Selected text START

Heath Ledger as the Joker, in the Batman movie The Dark Knight.
Heath Ledger as the Joker, in the Batman movie The Dark Knight.
Heath Ledger was a good looking and talented actor, father and son who seemingly had it all. Yet he died, as too many do, far too young.
And, as his dad Kim told our reporter Rebecca Malcolm, it was all down to a tragic mistake made by a "cavalier" youngman living a busy, slightly chaotic life.
Many people die every day who are not famous so we rarely hear their stories. Some will have died in the same way as Heath Ledger.
But inevitably when a celebrity dies, there is a fascination with everything about it. How, where, when, why it happened are all immediately speculated upon and every detail reported.
While that has its downsides, such as loss of privacy and sometimes inaccurate and hurtful rumours, there will often be the opportunity for a star's public profile to be used for good even after they are gone.
Kim Ledger is taking that opportunity, just as he believes his son would have done had the roles been reversed.
Mr Ledger has become the patron of ScriptWise in the Ledgers' home country of Australia, a not-for-profit organisation that aims to prevent prescription medication misuse and overdose fatalities.

Selected text END
Entries shown START

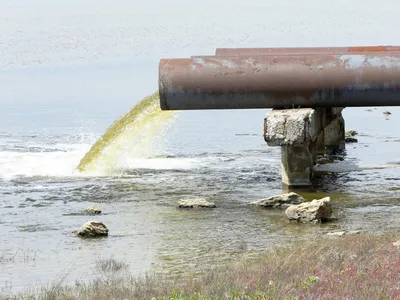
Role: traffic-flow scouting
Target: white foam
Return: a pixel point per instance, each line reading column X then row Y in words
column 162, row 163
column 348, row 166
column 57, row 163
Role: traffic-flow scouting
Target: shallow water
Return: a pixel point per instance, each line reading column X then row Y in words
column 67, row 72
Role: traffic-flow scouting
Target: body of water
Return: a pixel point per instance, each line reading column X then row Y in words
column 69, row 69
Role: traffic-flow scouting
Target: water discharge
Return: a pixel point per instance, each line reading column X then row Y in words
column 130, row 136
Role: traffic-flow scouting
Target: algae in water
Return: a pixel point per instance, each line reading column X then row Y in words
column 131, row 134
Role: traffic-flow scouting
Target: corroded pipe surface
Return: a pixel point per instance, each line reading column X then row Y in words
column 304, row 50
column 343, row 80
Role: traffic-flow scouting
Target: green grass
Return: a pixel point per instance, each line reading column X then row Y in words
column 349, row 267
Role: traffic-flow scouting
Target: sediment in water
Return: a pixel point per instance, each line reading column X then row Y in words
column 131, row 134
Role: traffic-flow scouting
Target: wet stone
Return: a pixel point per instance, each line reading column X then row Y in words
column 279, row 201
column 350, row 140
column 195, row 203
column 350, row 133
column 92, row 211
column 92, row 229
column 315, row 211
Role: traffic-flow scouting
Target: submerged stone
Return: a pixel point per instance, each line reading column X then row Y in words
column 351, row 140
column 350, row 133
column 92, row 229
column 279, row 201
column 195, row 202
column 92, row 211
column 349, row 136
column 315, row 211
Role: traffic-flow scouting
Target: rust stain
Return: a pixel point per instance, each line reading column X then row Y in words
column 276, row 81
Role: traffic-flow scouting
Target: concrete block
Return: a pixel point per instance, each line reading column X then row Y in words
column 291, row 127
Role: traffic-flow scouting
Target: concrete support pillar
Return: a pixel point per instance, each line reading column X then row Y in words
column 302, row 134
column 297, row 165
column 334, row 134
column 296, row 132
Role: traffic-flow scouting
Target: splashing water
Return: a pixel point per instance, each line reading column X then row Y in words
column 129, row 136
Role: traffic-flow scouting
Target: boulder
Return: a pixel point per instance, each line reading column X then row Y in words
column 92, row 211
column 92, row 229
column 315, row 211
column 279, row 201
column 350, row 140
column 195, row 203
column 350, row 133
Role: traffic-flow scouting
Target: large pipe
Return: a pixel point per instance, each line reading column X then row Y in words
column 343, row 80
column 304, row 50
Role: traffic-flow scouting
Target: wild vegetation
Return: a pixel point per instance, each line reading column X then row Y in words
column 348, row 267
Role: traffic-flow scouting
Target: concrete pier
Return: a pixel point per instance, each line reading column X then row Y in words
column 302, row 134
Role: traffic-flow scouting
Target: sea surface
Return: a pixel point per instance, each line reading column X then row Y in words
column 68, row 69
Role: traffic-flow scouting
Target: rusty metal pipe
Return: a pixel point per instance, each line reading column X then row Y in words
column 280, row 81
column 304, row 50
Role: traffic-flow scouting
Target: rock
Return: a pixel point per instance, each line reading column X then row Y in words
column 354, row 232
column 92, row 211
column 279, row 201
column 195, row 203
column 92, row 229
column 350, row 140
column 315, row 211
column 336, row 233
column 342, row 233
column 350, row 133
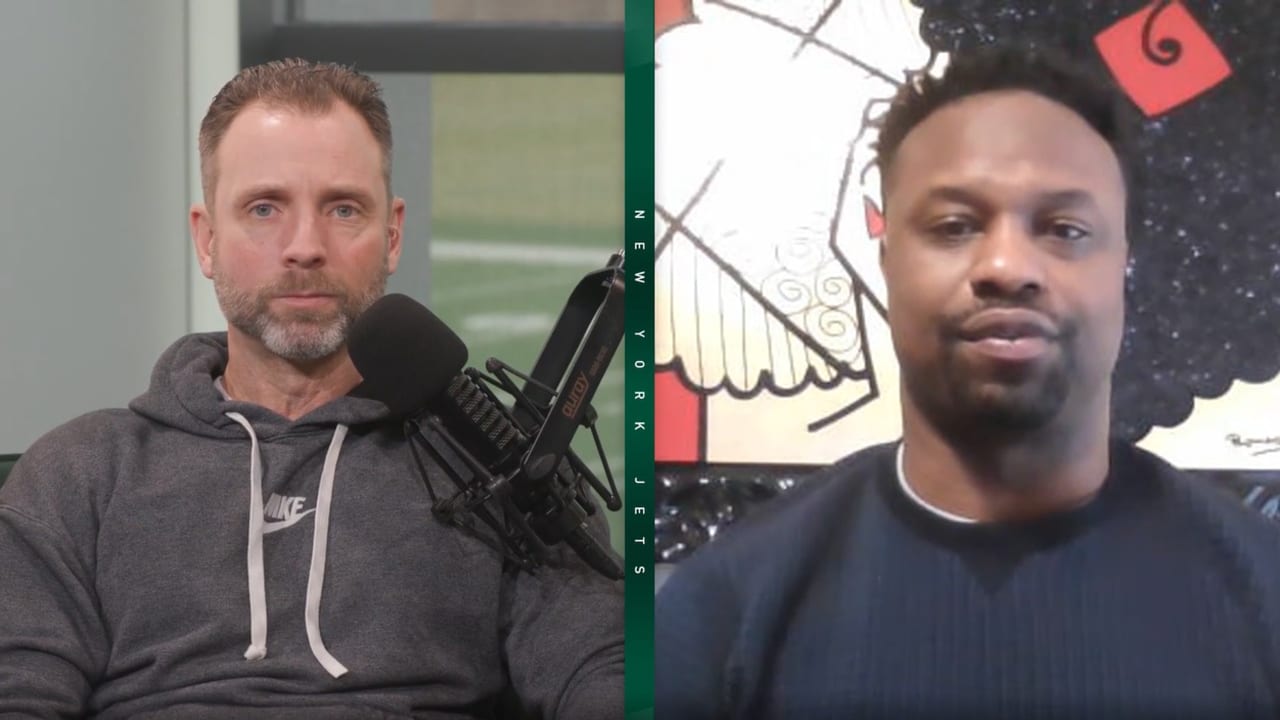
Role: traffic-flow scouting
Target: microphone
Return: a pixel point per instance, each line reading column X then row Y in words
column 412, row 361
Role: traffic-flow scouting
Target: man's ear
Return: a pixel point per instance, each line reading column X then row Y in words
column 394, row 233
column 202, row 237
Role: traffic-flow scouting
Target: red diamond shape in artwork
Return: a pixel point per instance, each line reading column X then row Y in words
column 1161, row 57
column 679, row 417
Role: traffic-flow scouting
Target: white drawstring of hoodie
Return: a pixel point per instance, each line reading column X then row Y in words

Entries shown END

◆ Action item ◆
Continue the article above about Heath Ledger's father, Kim Ledger, picking up after its last sentence.

◆ Answer box ◆
He will today address delegates of the Cutting Edge Addiction Conference in Rotorua, sharing the benefits not only of his personal experience of losing a child to an accidental prescription drug overdose but the research he has since carried out.
He says addiction to prescription drugs and the accidental mixing of those drugs, as happened with his son, are massive issues that need to be talked about. He wants to help raise awareness, to stop other families going through the pain his has.
There can be a casual attitude around prescription drugs - if they are legal and prescribed by a doctor then surely they can't be too harmful, right?
Wrong. And Mr Ledger and the other experts at this week's conference are to be commended for their efforts to put that myth to rest.